▸ What is being asked
Output the lines of the entries below beginning at the one with "Where can you find the shrub" and ending with the last, exactly as written and without pictures.
╔══
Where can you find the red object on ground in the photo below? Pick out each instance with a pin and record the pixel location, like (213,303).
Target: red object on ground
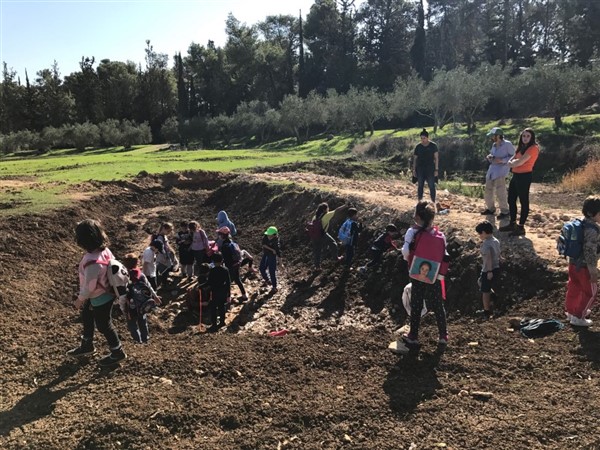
(279,333)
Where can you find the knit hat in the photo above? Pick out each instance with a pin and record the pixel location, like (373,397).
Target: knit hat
(271,231)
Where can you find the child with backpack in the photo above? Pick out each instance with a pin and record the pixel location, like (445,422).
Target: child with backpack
(220,290)
(348,235)
(149,261)
(200,245)
(165,260)
(199,295)
(424,242)
(224,221)
(95,297)
(490,270)
(383,243)
(582,287)
(271,250)
(232,258)
(318,234)
(183,239)
(141,299)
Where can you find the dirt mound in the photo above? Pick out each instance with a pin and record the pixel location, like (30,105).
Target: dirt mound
(330,382)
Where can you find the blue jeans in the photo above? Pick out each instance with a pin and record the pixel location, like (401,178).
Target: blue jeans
(101,317)
(269,262)
(137,324)
(426,175)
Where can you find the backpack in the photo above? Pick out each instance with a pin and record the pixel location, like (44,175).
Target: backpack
(118,275)
(570,241)
(345,233)
(314,228)
(536,328)
(236,252)
(429,250)
(141,296)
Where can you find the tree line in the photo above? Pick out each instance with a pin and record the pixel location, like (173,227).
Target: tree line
(343,68)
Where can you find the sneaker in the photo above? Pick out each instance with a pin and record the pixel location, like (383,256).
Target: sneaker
(518,231)
(484,314)
(510,227)
(112,359)
(82,350)
(578,322)
(409,340)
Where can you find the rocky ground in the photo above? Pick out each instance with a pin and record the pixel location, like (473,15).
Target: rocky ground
(331,381)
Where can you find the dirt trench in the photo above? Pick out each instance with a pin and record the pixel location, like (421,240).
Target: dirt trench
(330,382)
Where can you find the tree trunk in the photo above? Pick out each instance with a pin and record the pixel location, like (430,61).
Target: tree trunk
(558,120)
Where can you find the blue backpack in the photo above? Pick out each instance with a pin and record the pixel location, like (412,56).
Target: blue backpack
(570,241)
(345,235)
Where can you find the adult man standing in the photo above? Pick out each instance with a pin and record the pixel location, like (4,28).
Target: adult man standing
(495,178)
(426,165)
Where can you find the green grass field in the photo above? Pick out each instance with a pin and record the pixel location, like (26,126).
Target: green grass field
(35,183)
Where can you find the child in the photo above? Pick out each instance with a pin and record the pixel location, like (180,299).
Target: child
(199,295)
(165,260)
(424,215)
(490,270)
(223,221)
(271,250)
(149,261)
(247,258)
(95,296)
(382,244)
(139,292)
(200,243)
(232,258)
(324,239)
(348,235)
(186,258)
(220,289)
(582,287)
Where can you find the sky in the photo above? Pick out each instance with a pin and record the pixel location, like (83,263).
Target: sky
(35,33)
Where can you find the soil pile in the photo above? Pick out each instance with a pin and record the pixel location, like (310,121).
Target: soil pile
(330,382)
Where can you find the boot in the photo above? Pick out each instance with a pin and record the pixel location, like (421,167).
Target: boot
(86,348)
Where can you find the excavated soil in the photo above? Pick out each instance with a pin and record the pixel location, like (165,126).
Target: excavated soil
(331,381)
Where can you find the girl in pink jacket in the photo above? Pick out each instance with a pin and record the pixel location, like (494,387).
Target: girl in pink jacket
(95,297)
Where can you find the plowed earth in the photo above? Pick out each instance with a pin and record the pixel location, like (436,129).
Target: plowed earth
(330,382)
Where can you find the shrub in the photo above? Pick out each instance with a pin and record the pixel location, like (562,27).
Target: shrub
(82,135)
(584,179)
(170,130)
(110,132)
(135,134)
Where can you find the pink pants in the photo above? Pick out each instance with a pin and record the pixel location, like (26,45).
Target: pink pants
(581,292)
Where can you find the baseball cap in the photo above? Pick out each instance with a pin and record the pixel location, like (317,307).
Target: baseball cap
(495,132)
(271,231)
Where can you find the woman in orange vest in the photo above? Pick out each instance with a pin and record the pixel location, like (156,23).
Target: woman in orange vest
(521,165)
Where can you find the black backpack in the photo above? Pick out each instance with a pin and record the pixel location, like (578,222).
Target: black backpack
(140,295)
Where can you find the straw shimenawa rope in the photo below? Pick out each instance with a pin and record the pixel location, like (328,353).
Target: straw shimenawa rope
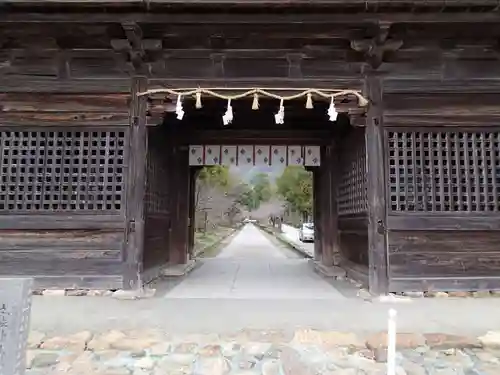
(329,94)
╚══
▸ Exercise output
Where can you find the shrub in the photo above? Pick out each instance with a pin and record the pixel location, like (562,27).
Target: shrub
(82,135)
(584,179)
(170,130)
(110,132)
(135,134)
Where can you find the pink pants in the photo above? Pick out each instance with a pin and record the pixel location, like (26,45).
Target: pink pants
(581,292)
Where can you find the baseball cap in the photo above? Pick out each instance with a pin and record the pixel location, like (317,307).
Target: baseball cap
(495,132)
(271,231)
Where can you find the woman in orange vest in the photo above? Pick out each instance with a pin and record the pixel location, like (156,23).
Target: woman in orange vest
(521,165)
Where can you find the black backpack in the photo above? Pick out each instance with a pin and record the pixel location, like (578,222).
Target: black backpack
(140,295)
Where can you find the straw shimenawa rope in the photo below? Pick out each instance with a pin and record the pixel location, like (328,353).
Target: straw shimenawa rope
(329,94)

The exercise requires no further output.